That the world contains many pessimists at the present moment is true. There have always been many pessimists whenever there have been many people whose income has ditninished. Mr Krutch, it is true, is an American, and American incomes, on the whole, have been increased by the War, but throughout the Continent of Europe the intellectual classes have sufered terribly, while the War itself gave everyone a sense of instability. Such social causes have a great deal more to do with the mood of an epoch than has its' theory as to the nature of the world. Few ages have been more despairing than the thirteenth century, although that faith which Mr Krutch so regrets was then firmly entertained by everyone except the Emperor and a few great Italian nobles. Thus Roger Bacon says: 'For more sins reign in these days of ours than in any past age, and sin is incompatible with wisdom. Let us see all conditions in the world, and consider them diligently everywhere: we shall find boundless corruption, and first of all in the Head . . . Lechery dishonours the whole court, and gluttony is lord of all . . . If then this is done in the Head, how is it in the members? See the prelates: how they hunt after money and neglect the cure of souls . . . Let us consider the Religious Orders: I exclude none from what I say. See how they are fallen, one and all, from their right state; and the new Orders (of Friars) are already horribly decayed from their first dignity. The whole clergy is intent upon pride, lechery, and avarice: and wheresoever clerks are gathered together, as at Paris and Oxford, they scandalise the whole laity with their wars and quarrels and other vices . . . None care what is done, or how, by hook or by crook, provided only that each can fulfil his lust.' Concerning the pagan sages of antiquity, he says: 'Their lives were beyond all comparison better than ours, both in all decency and in contempt of the world, with all its delights and riches and honours; as all men may read in the works of Aristotle. Seneca, Tully. Avicenna, Alfarabius, Plato, Socrates, and others; and so it was that they attained to the secrets of wisdom and found out all knowledge.'* Roger Bacon's opinion was that of all his literary contemporaries, not one of whom liked the age in which he found himself. I do not for a moment believe that this pessimism had any metaphysical cause. Its causes were war, poverty, and violence.
One of Mr Krutch's most pathetic chapters deals with the subject of love. It appears that the Victorians thought very highly of it, but that we with our modern sophistication have come to see through it.

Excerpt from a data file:
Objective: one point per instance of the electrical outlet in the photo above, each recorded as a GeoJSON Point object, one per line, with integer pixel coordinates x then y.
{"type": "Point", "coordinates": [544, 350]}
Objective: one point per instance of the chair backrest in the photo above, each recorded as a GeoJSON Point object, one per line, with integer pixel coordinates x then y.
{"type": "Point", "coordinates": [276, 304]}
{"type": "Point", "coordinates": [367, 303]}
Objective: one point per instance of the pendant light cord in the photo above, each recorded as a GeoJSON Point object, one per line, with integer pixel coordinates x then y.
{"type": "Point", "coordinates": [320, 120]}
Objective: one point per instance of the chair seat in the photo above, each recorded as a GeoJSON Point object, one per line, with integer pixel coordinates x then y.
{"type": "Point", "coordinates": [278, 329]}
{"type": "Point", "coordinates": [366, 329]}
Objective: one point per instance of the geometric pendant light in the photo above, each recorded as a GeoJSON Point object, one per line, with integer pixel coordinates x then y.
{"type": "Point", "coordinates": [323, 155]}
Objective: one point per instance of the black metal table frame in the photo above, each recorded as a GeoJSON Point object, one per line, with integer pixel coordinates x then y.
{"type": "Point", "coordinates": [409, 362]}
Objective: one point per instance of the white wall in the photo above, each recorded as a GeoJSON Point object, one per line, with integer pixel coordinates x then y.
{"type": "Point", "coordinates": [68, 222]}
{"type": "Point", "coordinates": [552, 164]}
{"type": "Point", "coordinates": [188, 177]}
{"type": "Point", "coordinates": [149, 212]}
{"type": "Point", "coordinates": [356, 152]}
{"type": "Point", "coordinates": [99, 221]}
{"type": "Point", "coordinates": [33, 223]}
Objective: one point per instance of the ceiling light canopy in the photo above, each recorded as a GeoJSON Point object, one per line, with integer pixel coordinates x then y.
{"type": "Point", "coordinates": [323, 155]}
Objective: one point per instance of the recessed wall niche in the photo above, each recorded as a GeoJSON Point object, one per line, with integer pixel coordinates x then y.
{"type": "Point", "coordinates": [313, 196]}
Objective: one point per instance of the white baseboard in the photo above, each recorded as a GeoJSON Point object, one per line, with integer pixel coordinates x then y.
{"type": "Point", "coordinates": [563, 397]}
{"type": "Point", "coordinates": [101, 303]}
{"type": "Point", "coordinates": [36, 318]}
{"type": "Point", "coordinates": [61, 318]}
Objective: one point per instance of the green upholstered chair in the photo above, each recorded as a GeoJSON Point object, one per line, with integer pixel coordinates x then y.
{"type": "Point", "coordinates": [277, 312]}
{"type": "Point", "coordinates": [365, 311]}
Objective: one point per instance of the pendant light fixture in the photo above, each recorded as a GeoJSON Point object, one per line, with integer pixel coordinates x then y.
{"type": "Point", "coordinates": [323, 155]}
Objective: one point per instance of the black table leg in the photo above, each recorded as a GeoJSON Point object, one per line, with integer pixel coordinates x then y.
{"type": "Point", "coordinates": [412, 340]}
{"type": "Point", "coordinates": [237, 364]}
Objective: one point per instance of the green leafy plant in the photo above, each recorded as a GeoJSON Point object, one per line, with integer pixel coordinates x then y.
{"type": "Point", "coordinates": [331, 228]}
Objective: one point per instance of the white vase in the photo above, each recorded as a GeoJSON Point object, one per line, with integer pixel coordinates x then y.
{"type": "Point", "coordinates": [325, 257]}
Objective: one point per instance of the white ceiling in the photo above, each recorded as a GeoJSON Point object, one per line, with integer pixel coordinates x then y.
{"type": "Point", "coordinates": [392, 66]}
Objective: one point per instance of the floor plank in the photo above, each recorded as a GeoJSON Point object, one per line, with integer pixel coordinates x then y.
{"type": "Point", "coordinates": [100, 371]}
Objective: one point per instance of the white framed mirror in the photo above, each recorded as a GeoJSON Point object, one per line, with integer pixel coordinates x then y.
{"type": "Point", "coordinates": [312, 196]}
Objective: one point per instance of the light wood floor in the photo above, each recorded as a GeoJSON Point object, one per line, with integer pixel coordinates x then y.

--

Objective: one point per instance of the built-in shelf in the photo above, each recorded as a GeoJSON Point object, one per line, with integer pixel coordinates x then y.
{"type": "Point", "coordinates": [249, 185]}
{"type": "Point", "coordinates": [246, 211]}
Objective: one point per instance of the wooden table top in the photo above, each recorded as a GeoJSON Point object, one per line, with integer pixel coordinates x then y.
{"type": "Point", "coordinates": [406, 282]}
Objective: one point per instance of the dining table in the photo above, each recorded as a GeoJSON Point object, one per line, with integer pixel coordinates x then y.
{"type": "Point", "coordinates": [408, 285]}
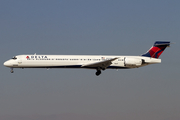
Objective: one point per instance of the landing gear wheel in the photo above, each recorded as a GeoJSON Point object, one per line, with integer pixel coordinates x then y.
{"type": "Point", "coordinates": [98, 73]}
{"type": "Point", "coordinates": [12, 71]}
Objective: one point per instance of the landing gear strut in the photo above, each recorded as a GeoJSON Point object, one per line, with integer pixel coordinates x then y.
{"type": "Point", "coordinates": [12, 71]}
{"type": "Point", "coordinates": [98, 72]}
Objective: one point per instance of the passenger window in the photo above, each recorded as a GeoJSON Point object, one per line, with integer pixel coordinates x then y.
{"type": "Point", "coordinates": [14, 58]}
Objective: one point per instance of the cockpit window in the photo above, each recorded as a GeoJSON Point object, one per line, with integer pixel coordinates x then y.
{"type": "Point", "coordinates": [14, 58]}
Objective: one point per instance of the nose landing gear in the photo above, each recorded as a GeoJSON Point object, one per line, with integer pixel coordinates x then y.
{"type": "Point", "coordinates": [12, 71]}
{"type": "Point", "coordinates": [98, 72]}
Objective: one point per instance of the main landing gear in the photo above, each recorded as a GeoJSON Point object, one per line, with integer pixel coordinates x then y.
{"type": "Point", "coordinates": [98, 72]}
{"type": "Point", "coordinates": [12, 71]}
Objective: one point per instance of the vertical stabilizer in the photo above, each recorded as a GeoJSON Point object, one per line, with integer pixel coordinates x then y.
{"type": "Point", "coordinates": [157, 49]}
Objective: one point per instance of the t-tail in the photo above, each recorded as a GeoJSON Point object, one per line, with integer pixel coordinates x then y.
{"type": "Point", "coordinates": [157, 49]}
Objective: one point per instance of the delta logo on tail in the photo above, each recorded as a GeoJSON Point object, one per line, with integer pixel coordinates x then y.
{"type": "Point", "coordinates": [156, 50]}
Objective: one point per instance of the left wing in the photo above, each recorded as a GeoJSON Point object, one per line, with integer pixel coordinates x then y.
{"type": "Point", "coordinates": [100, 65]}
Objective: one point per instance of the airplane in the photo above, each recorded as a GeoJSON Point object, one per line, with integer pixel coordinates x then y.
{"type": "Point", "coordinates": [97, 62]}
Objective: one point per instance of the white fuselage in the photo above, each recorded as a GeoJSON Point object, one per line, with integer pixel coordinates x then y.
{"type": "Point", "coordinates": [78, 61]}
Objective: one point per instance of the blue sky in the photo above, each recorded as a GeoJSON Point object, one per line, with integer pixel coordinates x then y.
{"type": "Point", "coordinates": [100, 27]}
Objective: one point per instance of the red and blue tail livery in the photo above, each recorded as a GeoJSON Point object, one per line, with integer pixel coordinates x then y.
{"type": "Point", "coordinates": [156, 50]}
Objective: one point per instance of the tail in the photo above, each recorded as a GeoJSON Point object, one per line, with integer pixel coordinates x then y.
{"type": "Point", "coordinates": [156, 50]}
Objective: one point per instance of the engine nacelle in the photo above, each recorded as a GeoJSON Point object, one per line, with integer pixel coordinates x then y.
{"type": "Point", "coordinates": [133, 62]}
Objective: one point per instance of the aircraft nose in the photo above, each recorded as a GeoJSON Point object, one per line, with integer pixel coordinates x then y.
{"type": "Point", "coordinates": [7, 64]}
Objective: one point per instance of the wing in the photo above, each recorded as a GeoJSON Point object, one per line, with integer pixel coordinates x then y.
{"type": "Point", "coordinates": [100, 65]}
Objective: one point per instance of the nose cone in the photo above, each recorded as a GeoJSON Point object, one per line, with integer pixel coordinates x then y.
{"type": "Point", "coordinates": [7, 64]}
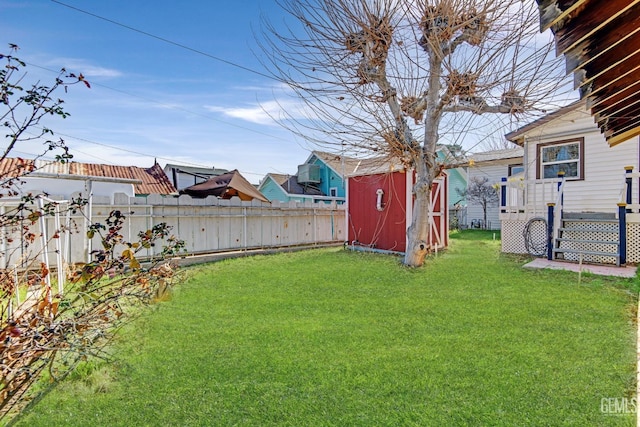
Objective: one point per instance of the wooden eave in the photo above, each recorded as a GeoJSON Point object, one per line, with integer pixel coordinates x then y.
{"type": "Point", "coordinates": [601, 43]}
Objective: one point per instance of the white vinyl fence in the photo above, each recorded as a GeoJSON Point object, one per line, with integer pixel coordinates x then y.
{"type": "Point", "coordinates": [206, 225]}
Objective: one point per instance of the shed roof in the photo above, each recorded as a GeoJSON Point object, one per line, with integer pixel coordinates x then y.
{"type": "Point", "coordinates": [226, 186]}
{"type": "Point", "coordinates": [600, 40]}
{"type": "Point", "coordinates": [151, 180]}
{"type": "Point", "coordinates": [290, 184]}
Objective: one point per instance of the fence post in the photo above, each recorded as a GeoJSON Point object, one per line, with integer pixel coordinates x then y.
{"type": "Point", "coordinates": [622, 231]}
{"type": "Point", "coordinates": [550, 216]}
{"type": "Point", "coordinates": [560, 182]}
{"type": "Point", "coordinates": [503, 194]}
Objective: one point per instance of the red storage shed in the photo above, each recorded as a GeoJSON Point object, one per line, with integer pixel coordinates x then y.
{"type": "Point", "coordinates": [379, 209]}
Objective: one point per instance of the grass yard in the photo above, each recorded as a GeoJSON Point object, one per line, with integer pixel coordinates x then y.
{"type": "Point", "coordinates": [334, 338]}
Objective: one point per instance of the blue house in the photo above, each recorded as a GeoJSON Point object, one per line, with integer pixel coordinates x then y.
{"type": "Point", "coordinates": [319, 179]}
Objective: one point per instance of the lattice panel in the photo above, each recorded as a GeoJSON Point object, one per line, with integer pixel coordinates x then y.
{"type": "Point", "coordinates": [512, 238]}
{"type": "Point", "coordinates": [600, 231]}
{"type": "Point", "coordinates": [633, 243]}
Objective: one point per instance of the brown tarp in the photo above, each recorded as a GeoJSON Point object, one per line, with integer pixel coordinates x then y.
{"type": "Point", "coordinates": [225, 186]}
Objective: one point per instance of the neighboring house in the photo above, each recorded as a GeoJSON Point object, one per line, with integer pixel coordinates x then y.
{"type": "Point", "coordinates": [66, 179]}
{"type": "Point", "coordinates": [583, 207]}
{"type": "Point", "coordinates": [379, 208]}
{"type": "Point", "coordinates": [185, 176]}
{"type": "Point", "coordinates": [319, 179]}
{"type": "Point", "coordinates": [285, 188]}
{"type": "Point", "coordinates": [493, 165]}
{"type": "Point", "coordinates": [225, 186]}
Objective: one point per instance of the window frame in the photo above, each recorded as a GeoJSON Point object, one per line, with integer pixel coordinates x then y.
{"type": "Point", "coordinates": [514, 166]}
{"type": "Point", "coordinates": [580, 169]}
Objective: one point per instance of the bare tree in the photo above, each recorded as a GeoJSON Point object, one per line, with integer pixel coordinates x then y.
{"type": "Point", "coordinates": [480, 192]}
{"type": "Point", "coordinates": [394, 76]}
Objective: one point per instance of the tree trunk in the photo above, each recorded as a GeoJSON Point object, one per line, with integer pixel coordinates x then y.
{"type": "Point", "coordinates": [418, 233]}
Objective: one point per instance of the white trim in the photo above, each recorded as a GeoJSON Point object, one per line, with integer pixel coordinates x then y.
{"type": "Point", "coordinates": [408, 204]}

---

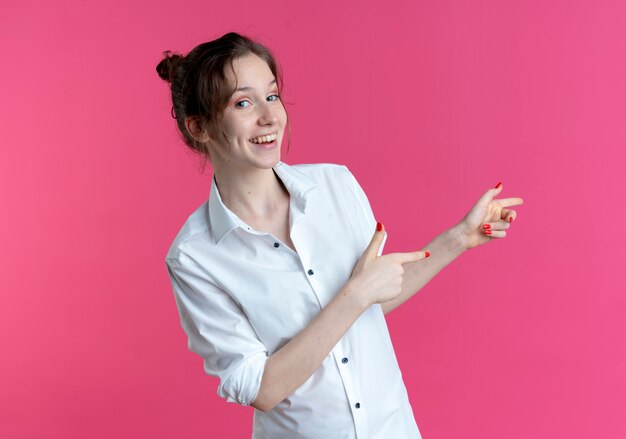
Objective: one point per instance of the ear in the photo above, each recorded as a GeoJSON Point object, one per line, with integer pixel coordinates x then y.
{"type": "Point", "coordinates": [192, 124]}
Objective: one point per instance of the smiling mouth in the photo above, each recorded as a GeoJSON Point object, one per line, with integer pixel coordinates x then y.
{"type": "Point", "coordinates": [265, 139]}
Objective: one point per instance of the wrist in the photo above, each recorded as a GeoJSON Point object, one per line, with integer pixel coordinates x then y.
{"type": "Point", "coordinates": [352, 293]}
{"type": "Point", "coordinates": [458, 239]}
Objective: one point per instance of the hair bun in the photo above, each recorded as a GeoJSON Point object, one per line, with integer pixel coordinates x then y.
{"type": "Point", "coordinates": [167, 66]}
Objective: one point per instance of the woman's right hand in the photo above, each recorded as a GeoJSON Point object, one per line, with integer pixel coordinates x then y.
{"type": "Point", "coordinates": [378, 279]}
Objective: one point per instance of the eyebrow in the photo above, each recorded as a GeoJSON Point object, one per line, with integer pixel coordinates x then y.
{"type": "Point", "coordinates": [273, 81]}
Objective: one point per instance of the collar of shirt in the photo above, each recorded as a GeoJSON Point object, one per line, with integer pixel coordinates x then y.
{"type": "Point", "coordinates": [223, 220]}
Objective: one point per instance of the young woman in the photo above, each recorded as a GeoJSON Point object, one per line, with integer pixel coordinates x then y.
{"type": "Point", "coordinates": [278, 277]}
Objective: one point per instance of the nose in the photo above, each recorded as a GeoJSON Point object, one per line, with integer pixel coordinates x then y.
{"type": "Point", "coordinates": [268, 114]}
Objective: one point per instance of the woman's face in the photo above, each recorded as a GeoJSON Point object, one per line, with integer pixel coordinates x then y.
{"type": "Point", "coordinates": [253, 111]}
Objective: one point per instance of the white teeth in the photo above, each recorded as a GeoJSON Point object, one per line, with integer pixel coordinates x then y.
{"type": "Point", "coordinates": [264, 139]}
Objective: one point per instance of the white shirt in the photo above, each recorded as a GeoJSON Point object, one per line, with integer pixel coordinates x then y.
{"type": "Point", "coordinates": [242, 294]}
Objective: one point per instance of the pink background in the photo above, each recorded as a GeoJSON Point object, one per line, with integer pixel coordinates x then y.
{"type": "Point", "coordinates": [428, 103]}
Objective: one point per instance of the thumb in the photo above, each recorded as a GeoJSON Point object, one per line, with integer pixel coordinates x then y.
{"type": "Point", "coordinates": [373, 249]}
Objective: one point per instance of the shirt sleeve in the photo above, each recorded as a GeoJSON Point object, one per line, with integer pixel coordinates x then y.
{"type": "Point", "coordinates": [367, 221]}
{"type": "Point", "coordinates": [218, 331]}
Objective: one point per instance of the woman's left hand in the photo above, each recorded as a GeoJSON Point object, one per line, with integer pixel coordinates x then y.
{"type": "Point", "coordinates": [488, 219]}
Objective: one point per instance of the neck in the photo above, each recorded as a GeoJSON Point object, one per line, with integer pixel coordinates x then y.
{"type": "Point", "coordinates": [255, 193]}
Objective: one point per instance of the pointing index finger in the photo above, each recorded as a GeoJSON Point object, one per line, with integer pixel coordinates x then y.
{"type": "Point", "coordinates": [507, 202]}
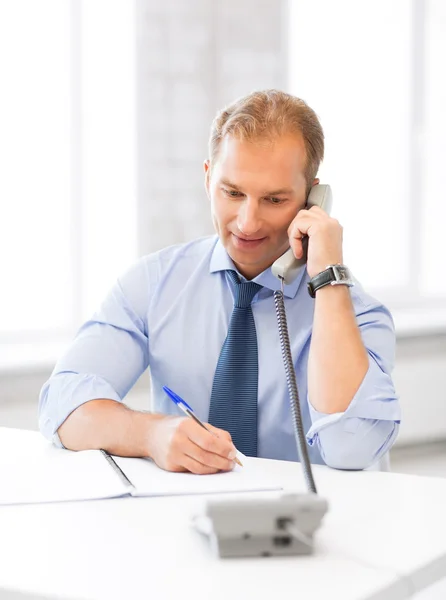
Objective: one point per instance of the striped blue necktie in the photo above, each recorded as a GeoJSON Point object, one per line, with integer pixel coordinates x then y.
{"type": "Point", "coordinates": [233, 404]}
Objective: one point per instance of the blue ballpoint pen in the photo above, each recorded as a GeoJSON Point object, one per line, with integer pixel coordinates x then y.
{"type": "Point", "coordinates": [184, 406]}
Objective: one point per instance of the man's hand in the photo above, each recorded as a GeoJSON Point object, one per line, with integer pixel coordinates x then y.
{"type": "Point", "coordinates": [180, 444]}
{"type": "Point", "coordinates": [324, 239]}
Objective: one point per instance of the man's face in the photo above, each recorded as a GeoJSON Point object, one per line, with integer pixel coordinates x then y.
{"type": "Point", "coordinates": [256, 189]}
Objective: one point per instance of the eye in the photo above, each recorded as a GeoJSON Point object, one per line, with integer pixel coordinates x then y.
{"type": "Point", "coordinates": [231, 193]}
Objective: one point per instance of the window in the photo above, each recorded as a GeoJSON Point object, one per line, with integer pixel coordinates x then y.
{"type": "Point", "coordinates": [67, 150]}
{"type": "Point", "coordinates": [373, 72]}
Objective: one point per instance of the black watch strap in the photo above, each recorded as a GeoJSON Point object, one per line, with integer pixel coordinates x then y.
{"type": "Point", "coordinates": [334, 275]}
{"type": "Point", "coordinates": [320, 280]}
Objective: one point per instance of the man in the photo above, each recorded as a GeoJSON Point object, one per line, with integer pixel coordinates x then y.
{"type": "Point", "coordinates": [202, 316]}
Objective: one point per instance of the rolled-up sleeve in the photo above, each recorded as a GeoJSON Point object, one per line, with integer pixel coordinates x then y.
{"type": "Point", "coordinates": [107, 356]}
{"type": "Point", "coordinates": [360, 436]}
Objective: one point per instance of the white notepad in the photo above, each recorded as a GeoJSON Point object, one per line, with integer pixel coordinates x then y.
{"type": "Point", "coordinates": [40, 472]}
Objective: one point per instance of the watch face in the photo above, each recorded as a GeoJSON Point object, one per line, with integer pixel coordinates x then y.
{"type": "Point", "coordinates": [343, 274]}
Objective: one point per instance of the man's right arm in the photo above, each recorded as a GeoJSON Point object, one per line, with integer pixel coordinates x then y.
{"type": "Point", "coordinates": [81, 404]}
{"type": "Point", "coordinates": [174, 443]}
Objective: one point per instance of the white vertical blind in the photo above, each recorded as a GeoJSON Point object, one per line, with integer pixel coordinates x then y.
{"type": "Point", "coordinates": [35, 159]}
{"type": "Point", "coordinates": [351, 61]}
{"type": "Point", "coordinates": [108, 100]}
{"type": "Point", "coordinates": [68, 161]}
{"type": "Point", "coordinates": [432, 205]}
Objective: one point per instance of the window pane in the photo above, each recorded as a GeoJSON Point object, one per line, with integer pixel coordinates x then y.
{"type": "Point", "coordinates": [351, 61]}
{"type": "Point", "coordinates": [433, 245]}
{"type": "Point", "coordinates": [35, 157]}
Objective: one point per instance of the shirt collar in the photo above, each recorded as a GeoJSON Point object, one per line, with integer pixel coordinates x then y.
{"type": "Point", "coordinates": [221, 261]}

» PROBLEM REQUIREMENTS: According to the passage on pessimism, what were the causes of the pessimism of the thirteenth century? These lines have no connection to the passage on pessimism.

» CORRECT ANSWER: War, poverty, and violence.